• **TASK DIRECTIONS**:
Give again, word for word, every line below from the one that has "Target: glass storefront window" through the one that has "Target: parking lot surface", both included, and no others.

• **RECORDS PROVIDED**:
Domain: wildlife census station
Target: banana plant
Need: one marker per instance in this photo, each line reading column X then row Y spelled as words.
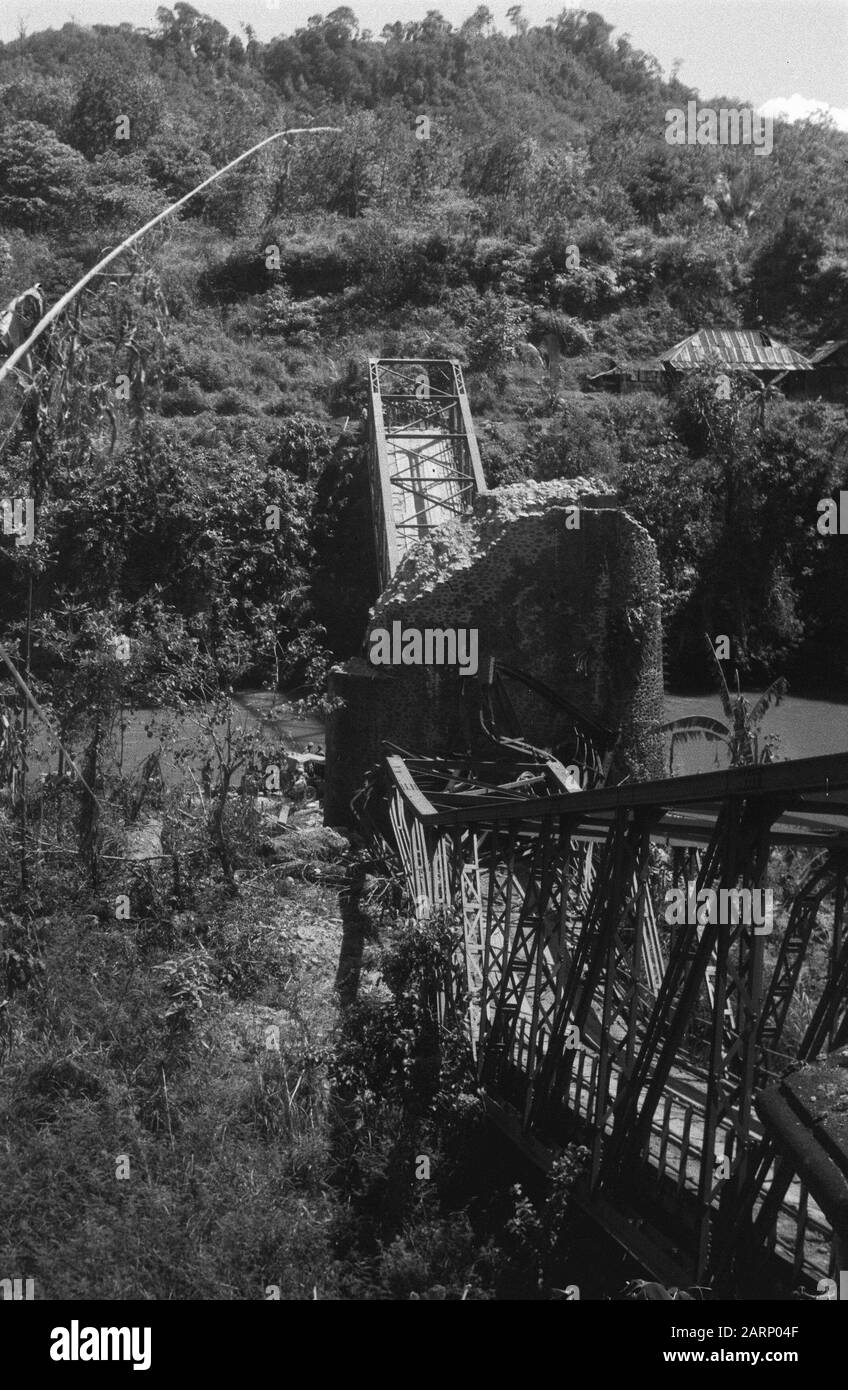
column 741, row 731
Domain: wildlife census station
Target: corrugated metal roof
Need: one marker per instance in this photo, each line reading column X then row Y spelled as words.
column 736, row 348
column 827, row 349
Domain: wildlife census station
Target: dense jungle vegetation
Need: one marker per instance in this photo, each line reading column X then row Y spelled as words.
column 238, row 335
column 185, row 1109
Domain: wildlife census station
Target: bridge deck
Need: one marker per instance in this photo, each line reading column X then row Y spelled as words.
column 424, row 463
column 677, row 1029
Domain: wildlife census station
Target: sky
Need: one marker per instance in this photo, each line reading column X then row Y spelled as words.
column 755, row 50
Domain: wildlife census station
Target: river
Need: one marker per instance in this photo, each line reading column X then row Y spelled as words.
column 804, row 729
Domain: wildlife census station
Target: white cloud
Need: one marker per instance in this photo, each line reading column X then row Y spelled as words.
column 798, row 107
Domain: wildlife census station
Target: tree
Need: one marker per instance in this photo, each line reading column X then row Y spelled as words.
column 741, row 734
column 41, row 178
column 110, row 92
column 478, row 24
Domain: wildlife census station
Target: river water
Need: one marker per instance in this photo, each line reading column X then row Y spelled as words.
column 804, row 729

--

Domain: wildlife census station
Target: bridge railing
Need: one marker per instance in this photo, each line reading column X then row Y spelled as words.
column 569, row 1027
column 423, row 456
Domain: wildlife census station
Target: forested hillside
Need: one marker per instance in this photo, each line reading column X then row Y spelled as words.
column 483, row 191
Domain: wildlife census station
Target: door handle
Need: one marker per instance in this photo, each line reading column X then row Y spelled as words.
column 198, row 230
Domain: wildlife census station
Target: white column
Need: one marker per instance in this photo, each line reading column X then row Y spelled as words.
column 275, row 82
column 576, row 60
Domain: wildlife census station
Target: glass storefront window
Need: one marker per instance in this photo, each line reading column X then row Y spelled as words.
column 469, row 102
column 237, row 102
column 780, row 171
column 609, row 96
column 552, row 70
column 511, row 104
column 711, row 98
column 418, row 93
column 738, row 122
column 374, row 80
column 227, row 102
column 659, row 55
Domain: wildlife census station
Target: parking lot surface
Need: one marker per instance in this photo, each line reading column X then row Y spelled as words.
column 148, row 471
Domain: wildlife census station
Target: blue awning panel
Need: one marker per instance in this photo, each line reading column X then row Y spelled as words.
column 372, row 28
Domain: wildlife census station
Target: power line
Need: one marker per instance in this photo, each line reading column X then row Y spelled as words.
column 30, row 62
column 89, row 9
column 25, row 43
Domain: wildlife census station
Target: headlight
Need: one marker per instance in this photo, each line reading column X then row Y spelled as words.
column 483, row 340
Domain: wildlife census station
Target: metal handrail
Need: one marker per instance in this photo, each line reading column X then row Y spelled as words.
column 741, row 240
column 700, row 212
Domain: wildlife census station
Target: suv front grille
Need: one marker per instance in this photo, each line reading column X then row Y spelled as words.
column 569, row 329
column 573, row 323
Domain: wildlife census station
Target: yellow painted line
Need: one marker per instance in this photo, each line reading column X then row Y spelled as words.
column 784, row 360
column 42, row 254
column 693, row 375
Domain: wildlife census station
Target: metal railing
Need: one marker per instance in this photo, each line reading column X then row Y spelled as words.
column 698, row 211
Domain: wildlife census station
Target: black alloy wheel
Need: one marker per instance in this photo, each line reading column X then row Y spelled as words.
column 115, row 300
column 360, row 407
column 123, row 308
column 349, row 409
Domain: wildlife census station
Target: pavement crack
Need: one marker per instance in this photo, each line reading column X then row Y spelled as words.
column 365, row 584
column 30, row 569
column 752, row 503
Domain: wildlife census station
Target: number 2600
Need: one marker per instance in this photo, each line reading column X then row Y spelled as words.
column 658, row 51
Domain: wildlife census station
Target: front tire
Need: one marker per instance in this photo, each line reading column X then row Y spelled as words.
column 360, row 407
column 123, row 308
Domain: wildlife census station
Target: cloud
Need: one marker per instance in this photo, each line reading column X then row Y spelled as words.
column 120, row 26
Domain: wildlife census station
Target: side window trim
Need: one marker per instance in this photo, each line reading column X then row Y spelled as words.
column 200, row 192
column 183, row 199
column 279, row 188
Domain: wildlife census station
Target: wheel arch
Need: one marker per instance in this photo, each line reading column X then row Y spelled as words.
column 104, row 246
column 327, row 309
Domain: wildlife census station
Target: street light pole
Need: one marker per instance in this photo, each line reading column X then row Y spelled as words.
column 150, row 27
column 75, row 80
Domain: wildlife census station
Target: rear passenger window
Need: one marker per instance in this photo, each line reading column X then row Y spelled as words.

• **TASK OUTPUT**:
Target: glass storefront window
Need: one marker per instance in this photo, each line reading column X then row Y spelled as words.
column 469, row 102
column 237, row 102
column 780, row 171
column 609, row 96
column 552, row 70
column 511, row 104
column 711, row 98
column 418, row 93
column 738, row 122
column 374, row 80
column 227, row 102
column 659, row 55
Domain: wildlife census station
Target: parking lot surface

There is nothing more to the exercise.